Instructions for the task> Repeat exactly, and only, the lines below starting at the line that contains "You are given a visual scene. Your task: identify every dirt" and ending at the line that contains "You are given a visual scene. Your task: identify every hedge", inclusive of both.

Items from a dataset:
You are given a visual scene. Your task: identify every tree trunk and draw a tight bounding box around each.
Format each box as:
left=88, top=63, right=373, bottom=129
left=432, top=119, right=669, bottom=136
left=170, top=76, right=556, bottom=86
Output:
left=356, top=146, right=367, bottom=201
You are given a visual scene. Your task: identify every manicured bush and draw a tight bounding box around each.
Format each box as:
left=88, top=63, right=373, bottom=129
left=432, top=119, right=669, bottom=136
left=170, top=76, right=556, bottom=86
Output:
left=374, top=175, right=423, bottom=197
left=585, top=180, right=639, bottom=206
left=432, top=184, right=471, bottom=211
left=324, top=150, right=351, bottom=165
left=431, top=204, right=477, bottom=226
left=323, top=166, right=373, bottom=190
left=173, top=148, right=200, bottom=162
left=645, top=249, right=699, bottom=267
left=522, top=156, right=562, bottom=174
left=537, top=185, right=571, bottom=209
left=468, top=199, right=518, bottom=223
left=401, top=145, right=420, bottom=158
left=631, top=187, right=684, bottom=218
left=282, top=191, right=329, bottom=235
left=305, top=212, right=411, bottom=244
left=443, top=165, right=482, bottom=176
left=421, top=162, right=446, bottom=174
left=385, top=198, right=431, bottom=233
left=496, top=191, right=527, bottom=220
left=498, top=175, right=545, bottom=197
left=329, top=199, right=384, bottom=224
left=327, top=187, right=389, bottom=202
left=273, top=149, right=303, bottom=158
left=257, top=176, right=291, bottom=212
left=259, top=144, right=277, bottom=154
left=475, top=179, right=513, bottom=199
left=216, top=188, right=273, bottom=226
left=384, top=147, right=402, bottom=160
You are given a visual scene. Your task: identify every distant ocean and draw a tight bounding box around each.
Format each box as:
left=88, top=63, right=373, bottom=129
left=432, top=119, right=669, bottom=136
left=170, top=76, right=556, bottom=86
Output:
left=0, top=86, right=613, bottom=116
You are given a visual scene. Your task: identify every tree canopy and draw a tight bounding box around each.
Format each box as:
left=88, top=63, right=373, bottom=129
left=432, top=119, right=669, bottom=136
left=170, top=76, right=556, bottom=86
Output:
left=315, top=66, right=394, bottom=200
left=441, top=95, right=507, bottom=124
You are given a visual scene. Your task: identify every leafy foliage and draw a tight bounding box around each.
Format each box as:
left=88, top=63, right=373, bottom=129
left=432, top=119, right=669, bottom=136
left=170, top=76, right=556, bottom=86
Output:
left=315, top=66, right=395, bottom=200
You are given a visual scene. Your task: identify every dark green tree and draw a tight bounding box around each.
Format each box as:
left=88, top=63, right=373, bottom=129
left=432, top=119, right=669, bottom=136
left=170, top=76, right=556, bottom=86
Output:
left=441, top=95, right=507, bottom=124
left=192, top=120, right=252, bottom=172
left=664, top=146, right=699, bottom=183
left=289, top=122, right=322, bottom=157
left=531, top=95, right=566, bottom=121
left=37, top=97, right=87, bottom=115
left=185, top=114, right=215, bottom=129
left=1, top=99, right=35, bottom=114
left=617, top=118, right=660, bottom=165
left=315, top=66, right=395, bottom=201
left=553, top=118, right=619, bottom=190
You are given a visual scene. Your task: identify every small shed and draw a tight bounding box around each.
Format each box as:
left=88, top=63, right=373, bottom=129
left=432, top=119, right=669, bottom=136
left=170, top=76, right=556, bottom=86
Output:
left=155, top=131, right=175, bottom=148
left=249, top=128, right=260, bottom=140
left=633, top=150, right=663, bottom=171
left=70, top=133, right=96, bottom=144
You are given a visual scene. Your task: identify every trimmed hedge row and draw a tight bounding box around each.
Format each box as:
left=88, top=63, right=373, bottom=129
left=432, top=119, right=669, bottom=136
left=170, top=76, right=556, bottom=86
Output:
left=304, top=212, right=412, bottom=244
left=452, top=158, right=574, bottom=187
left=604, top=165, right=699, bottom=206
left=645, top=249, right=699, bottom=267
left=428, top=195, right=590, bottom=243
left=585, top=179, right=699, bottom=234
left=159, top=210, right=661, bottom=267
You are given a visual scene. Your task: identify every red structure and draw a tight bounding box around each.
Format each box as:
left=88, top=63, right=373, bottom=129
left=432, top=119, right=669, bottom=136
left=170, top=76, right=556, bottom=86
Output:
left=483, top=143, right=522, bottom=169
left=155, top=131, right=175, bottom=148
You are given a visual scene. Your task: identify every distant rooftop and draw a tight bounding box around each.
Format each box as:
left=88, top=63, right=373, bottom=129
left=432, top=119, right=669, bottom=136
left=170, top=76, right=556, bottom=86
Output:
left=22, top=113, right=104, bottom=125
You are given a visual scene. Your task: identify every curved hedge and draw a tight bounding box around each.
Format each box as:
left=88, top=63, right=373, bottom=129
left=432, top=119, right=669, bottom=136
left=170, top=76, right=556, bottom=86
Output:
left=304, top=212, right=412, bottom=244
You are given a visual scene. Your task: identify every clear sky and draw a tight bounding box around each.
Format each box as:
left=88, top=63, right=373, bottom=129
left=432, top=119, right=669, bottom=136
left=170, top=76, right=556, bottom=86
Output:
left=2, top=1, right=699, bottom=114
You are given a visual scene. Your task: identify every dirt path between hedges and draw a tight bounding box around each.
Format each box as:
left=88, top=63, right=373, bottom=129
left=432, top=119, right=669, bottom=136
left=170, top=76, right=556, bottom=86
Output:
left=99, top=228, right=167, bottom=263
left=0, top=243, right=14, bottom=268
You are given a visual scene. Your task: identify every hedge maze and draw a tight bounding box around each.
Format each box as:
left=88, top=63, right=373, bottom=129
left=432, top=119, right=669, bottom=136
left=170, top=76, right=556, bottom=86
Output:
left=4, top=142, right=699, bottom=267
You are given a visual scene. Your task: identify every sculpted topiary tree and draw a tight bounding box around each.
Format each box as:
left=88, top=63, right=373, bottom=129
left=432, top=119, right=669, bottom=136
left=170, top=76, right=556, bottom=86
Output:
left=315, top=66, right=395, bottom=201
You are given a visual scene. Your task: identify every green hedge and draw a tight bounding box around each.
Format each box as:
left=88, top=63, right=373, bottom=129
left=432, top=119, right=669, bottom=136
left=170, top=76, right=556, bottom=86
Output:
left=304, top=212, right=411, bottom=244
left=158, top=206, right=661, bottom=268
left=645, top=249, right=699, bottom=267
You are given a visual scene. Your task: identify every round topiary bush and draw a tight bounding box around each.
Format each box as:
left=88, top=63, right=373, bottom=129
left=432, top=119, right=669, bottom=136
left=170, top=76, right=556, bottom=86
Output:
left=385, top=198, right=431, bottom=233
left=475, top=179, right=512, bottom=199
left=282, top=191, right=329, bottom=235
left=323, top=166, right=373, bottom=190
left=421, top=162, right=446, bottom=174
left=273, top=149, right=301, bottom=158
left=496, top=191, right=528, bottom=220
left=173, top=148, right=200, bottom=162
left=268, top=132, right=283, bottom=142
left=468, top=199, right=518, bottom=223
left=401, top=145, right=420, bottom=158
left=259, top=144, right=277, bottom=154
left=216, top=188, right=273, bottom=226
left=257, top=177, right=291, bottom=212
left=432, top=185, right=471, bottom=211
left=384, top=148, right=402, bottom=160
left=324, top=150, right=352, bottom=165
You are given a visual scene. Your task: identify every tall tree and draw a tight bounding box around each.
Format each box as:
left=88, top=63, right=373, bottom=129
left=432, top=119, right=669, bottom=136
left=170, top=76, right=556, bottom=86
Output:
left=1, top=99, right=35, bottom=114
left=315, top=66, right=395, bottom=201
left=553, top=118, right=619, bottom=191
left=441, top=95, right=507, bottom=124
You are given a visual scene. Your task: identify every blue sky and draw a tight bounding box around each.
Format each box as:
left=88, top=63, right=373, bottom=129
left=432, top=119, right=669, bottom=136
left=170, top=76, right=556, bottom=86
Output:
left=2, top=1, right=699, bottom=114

Exercise solution>
You are given a visual scene. Your task: identify every dirt path between hedges and draw a tight bounding box around each.
Format each box as:
left=88, top=63, right=373, bottom=129
left=432, top=119, right=669, bottom=136
left=170, top=76, right=556, bottom=86
Output:
left=99, top=228, right=167, bottom=263
left=0, top=243, right=14, bottom=268
You are given a visual scene. Your task: identify every hedge maze and draw a tight bounding box around each.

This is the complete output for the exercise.